* _EXERCISE PROMPT_: Your task is to repeat the records exactly from the line containing "If you could put a dot on the concrete embankment" onward, through the final line.

* _SUPPLIED RECORDS_:
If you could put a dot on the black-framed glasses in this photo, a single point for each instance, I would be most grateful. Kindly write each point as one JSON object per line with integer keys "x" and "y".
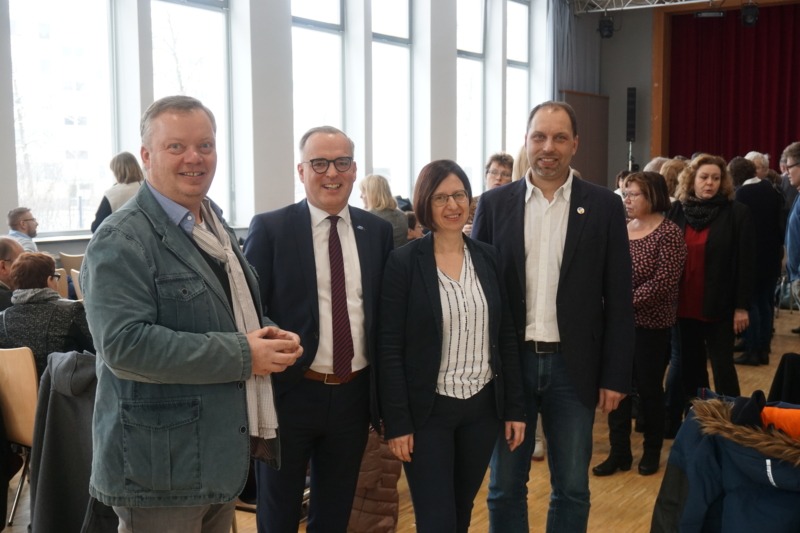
{"x": 320, "y": 164}
{"x": 440, "y": 200}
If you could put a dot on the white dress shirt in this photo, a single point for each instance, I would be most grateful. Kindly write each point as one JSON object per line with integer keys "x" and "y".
{"x": 320, "y": 229}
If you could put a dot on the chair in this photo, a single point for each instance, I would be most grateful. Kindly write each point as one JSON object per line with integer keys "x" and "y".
{"x": 76, "y": 283}
{"x": 19, "y": 392}
{"x": 69, "y": 262}
{"x": 63, "y": 284}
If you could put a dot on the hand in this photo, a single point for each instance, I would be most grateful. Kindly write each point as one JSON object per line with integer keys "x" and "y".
{"x": 741, "y": 319}
{"x": 515, "y": 434}
{"x": 273, "y": 350}
{"x": 402, "y": 447}
{"x": 609, "y": 400}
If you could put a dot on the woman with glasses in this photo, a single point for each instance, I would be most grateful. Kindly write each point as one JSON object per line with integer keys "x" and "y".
{"x": 38, "y": 318}
{"x": 448, "y": 365}
{"x": 657, "y": 253}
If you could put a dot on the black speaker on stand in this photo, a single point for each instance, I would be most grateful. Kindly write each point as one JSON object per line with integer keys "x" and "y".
{"x": 630, "y": 125}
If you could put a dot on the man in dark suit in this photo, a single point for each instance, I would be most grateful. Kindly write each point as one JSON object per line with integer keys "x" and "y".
{"x": 323, "y": 410}
{"x": 564, "y": 251}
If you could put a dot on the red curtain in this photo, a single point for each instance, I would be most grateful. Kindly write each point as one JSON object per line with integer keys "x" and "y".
{"x": 735, "y": 89}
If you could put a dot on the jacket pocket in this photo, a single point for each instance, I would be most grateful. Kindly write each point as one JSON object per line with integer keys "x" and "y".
{"x": 184, "y": 303}
{"x": 161, "y": 444}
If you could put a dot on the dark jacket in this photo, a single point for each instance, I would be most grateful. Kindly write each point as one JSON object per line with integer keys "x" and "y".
{"x": 594, "y": 303}
{"x": 726, "y": 477}
{"x": 729, "y": 261}
{"x": 410, "y": 336}
{"x": 42, "y": 321}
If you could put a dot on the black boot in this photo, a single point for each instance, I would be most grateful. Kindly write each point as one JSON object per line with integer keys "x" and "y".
{"x": 747, "y": 358}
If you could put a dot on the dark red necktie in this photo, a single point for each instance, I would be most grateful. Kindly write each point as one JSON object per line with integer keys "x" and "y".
{"x": 342, "y": 337}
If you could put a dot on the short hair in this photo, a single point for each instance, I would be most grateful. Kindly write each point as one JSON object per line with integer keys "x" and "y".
{"x": 31, "y": 270}
{"x": 552, "y": 104}
{"x": 412, "y": 220}
{"x": 686, "y": 179}
{"x": 7, "y": 247}
{"x": 180, "y": 103}
{"x": 126, "y": 168}
{"x": 16, "y": 215}
{"x": 428, "y": 180}
{"x": 758, "y": 158}
{"x": 521, "y": 164}
{"x": 501, "y": 158}
{"x": 741, "y": 170}
{"x": 653, "y": 187}
{"x": 671, "y": 169}
{"x": 379, "y": 195}
{"x": 793, "y": 151}
{"x": 325, "y": 129}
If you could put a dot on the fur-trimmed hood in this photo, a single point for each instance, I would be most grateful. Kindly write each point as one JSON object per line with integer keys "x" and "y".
{"x": 714, "y": 418}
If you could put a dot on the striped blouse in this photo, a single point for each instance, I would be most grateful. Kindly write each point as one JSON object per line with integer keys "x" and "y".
{"x": 464, "y": 369}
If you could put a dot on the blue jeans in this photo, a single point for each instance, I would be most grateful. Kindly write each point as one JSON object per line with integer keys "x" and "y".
{"x": 567, "y": 425}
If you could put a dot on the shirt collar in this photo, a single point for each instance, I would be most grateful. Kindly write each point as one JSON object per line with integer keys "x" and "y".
{"x": 565, "y": 190}
{"x": 318, "y": 215}
{"x": 178, "y": 214}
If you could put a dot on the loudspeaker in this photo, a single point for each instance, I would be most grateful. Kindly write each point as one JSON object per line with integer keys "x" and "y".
{"x": 630, "y": 122}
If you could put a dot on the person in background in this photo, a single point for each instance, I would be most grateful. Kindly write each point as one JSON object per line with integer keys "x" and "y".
{"x": 658, "y": 252}
{"x": 378, "y": 200}
{"x": 320, "y": 266}
{"x": 38, "y": 318}
{"x": 129, "y": 178}
{"x": 9, "y": 251}
{"x": 176, "y": 317}
{"x": 497, "y": 173}
{"x": 415, "y": 229}
{"x": 716, "y": 287}
{"x": 22, "y": 227}
{"x": 766, "y": 208}
{"x": 449, "y": 367}
{"x": 564, "y": 257}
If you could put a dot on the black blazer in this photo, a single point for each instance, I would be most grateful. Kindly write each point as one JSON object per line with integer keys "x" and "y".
{"x": 280, "y": 247}
{"x": 730, "y": 259}
{"x": 410, "y": 336}
{"x": 594, "y": 304}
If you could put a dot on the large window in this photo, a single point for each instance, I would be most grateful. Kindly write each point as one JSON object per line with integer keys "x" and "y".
{"x": 470, "y": 71}
{"x": 190, "y": 58}
{"x": 517, "y": 74}
{"x": 318, "y": 68}
{"x": 63, "y": 122}
{"x": 391, "y": 95}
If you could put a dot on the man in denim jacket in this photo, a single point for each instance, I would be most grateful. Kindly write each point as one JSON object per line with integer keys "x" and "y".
{"x": 175, "y": 313}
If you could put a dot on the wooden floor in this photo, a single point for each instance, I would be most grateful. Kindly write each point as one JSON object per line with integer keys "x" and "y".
{"x": 622, "y": 502}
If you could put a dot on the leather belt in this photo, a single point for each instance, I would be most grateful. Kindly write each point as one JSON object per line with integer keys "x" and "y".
{"x": 330, "y": 379}
{"x": 543, "y": 347}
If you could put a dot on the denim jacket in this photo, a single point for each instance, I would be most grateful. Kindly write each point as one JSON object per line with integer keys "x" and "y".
{"x": 170, "y": 419}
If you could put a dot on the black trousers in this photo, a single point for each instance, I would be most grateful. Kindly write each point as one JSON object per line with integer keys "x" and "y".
{"x": 451, "y": 455}
{"x": 651, "y": 355}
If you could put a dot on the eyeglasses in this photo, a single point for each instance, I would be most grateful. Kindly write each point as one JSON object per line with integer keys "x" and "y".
{"x": 440, "y": 200}
{"x": 631, "y": 195}
{"x": 320, "y": 164}
{"x": 493, "y": 172}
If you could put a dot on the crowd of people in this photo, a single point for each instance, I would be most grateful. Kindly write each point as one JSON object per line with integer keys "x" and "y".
{"x": 455, "y": 329}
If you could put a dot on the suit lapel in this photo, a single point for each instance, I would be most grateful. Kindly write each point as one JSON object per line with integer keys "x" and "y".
{"x": 579, "y": 207}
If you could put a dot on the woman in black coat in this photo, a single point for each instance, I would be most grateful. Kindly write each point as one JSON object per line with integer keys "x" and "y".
{"x": 448, "y": 362}
{"x": 716, "y": 287}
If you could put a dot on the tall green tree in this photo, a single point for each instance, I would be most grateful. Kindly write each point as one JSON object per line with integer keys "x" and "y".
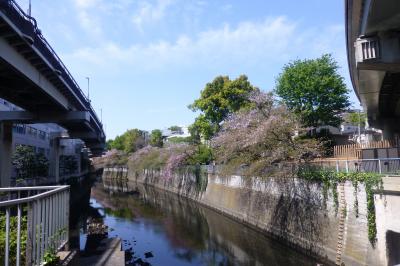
{"x": 314, "y": 90}
{"x": 133, "y": 140}
{"x": 217, "y": 101}
{"x": 29, "y": 164}
{"x": 156, "y": 138}
{"x": 117, "y": 143}
{"x": 356, "y": 118}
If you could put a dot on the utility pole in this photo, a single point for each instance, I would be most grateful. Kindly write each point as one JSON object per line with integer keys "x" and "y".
{"x": 30, "y": 9}
{"x": 88, "y": 79}
{"x": 359, "y": 125}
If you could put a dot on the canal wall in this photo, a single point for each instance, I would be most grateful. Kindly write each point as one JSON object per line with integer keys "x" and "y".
{"x": 296, "y": 212}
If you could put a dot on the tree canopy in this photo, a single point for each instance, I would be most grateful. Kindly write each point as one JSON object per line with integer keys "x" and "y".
{"x": 156, "y": 138}
{"x": 314, "y": 90}
{"x": 355, "y": 118}
{"x": 29, "y": 164}
{"x": 130, "y": 141}
{"x": 260, "y": 136}
{"x": 217, "y": 101}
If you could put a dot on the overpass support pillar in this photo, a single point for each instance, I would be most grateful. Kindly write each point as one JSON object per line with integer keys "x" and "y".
{"x": 55, "y": 159}
{"x": 6, "y": 150}
{"x": 390, "y": 129}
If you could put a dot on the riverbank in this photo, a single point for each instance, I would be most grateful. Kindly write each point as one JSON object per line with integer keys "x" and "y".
{"x": 179, "y": 231}
{"x": 295, "y": 212}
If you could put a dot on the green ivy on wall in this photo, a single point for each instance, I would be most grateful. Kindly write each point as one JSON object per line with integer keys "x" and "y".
{"x": 330, "y": 179}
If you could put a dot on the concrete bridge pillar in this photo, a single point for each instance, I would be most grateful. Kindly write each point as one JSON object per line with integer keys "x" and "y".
{"x": 55, "y": 159}
{"x": 390, "y": 129}
{"x": 6, "y": 150}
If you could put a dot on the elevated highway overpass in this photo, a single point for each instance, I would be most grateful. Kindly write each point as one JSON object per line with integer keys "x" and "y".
{"x": 373, "y": 49}
{"x": 33, "y": 77}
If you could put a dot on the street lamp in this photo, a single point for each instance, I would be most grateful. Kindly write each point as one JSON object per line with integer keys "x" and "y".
{"x": 30, "y": 9}
{"x": 88, "y": 80}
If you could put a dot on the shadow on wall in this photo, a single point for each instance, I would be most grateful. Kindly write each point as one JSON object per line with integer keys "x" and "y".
{"x": 297, "y": 212}
{"x": 393, "y": 247}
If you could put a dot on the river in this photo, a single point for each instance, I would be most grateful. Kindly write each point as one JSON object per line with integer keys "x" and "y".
{"x": 160, "y": 228}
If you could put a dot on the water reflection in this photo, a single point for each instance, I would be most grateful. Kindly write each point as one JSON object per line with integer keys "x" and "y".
{"x": 159, "y": 228}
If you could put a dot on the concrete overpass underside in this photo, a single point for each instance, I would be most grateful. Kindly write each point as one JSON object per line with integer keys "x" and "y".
{"x": 373, "y": 46}
{"x": 33, "y": 77}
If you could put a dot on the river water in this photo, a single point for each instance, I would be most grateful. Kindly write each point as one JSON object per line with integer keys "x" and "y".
{"x": 159, "y": 228}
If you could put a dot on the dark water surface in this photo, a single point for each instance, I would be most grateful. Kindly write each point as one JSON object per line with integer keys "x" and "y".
{"x": 159, "y": 228}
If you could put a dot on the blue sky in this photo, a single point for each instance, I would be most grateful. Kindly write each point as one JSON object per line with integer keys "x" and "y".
{"x": 149, "y": 59}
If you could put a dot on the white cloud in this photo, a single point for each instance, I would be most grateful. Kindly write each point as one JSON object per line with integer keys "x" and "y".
{"x": 273, "y": 41}
{"x": 85, "y": 3}
{"x": 150, "y": 13}
{"x": 86, "y": 14}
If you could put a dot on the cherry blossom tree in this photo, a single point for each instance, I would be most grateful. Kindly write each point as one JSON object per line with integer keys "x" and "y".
{"x": 254, "y": 139}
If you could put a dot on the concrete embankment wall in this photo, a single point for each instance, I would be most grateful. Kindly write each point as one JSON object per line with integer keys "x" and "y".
{"x": 296, "y": 212}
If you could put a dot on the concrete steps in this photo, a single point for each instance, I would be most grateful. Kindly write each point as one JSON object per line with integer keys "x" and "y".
{"x": 341, "y": 227}
{"x": 109, "y": 253}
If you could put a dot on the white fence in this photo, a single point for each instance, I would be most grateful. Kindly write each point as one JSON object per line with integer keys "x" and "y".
{"x": 46, "y": 210}
{"x": 389, "y": 166}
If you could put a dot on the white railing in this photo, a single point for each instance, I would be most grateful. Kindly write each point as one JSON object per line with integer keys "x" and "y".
{"x": 388, "y": 166}
{"x": 46, "y": 212}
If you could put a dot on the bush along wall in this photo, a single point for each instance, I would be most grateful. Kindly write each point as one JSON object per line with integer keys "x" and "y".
{"x": 330, "y": 180}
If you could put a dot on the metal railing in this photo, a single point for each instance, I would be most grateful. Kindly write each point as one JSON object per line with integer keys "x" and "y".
{"x": 40, "y": 216}
{"x": 388, "y": 166}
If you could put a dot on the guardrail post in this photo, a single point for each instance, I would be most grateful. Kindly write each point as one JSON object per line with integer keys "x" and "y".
{"x": 379, "y": 166}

* _THE OUTPUT_:
If you could put a dot on the concrete embankment wall in this photo, a single point for each instance, I would be most grateful. Kindly write each point as one JSON object per line with integer keys "x" and "y".
{"x": 296, "y": 212}
If you could put a dot on the concrete steps in this photo, a single point for each instance, I would be most grateful. Kindly write each point as one JSON object per line with integer keys "x" and "y".
{"x": 341, "y": 227}
{"x": 109, "y": 253}
If you could put a dot on the white fence in this photo, a single point for each instance, I would be most grateful. Kindly write each point as one JSON object per line with integer keys "x" and "y".
{"x": 46, "y": 210}
{"x": 389, "y": 166}
If you could put a dot on the white railing in this photo, a single point for each instance, I would be most grateful. Kindly write each point as one JSON object per line with integer keys "x" and "y".
{"x": 388, "y": 166}
{"x": 46, "y": 212}
If you could put a dot on the bush along wall in this photo, a single point for each instance, I would be most grateful. Kindly write each point as one JSON object per line with integer keys "x" and "y".
{"x": 330, "y": 180}
If you could put a dot on the metal railing in this photo, a single point for each instance, I would be most grateful. Kindly write each point as one JSON object per line with integer keys "x" and "y".
{"x": 40, "y": 216}
{"x": 388, "y": 166}
If you could put a dot on the guardrail post in this photo, a single point for each instance, I would be most grateful. Kindly write each point as one JSON object per line with integer keys "x" and "y".
{"x": 379, "y": 166}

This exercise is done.